» **CHALLENGE**:
Begin at the line that contains "[indicate] the distant" and repeat every line from there to the end of the records below, inclusive, without adding any other line.
=== DATASET RECORDS ===
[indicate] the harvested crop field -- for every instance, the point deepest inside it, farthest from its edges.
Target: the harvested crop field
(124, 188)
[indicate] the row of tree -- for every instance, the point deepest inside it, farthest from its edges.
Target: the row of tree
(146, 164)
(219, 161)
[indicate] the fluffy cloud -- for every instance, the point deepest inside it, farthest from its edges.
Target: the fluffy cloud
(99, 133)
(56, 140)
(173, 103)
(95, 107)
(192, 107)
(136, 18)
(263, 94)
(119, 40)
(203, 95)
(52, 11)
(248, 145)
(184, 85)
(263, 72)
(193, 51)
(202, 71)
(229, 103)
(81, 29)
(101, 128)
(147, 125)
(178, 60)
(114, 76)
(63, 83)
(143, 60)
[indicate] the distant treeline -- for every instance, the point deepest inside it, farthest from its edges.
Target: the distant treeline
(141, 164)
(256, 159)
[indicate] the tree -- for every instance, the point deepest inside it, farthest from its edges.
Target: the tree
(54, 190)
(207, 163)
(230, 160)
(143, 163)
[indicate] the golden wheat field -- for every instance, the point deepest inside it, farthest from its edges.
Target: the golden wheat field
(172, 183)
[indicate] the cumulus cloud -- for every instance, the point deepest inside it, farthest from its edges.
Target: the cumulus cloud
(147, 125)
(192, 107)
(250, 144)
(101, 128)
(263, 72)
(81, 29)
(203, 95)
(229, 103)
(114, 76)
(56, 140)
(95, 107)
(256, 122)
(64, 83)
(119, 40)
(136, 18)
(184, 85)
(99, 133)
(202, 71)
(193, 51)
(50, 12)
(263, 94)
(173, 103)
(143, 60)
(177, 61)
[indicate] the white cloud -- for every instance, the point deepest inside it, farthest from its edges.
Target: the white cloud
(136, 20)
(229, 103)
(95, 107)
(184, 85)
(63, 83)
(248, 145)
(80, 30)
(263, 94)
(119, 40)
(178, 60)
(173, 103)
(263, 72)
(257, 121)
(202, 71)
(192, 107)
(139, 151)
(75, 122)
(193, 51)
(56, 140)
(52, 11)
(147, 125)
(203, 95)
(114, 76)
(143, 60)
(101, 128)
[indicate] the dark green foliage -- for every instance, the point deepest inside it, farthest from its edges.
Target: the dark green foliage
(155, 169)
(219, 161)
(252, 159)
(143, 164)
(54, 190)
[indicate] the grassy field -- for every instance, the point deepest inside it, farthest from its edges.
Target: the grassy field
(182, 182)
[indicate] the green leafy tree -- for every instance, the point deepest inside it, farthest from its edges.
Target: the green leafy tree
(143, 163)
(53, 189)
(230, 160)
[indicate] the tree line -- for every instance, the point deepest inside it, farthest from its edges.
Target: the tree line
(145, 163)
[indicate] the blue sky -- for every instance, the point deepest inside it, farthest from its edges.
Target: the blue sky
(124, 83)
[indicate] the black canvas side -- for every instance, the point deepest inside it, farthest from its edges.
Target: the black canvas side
===
» **EXERCISE ANSWER**:
[indicate] the distant treeline -- for every instance, the point deepest inside it, farthest from its edges.
Target: the distant treeline
(141, 164)
(256, 159)
[indicate] the tree -- for every instance, the point deepest inside it, farthest from its edges.
Target: the tree
(54, 190)
(207, 163)
(230, 160)
(143, 163)
[indicate] the golden wheat field -- for every instance, the point deepest inside it, farthest from its edges.
Target: the golden wheat field
(172, 183)
[indicate] the cumulus cloud -- for every instance, the point deepest inside it, farthest from its edges.
Target: the cumulus cloud
(147, 125)
(192, 107)
(250, 144)
(101, 128)
(263, 72)
(81, 29)
(203, 95)
(229, 103)
(114, 76)
(56, 140)
(95, 107)
(256, 122)
(64, 83)
(119, 40)
(136, 18)
(184, 85)
(99, 133)
(202, 71)
(193, 51)
(50, 12)
(263, 94)
(173, 103)
(143, 60)
(177, 61)
[indicate] the white cloud -- for every instance, the point deepest inside it, farthest from its edges.
Target: the white cloud
(136, 20)
(229, 103)
(95, 107)
(184, 85)
(63, 83)
(248, 145)
(80, 30)
(263, 94)
(119, 40)
(178, 60)
(173, 103)
(263, 72)
(257, 121)
(202, 71)
(192, 107)
(139, 151)
(75, 122)
(193, 51)
(56, 140)
(52, 11)
(147, 125)
(203, 95)
(114, 76)
(143, 60)
(101, 128)
[indicate] the dark green foliage -- for every instance, the point deepest inside it, farthest from its edges.
Target: the dark green foliage
(155, 169)
(219, 161)
(252, 159)
(143, 164)
(54, 190)
[indicate] the grassy field -- for every instance, the point deepest inside it, farthest from its edges.
Target: the grassy field
(182, 182)
[indicate] the green leafy tree -- for every instance, the point deepest inside it, farthest from its edges.
Target: the green leafy tree
(143, 163)
(53, 189)
(230, 160)
[indicate] the tree line -- for every instance, the point deepest inside it, farthest from its edges.
Target: the tree line
(145, 163)
[indicate] the blue sky -- for every instance, the point deepest inside it, farthest from its edges.
Target: the blue sky
(124, 83)
[indicate] the black canvas side -- for every instance, the point deepest inside it, farthest from its edges.
Target: the black canvas side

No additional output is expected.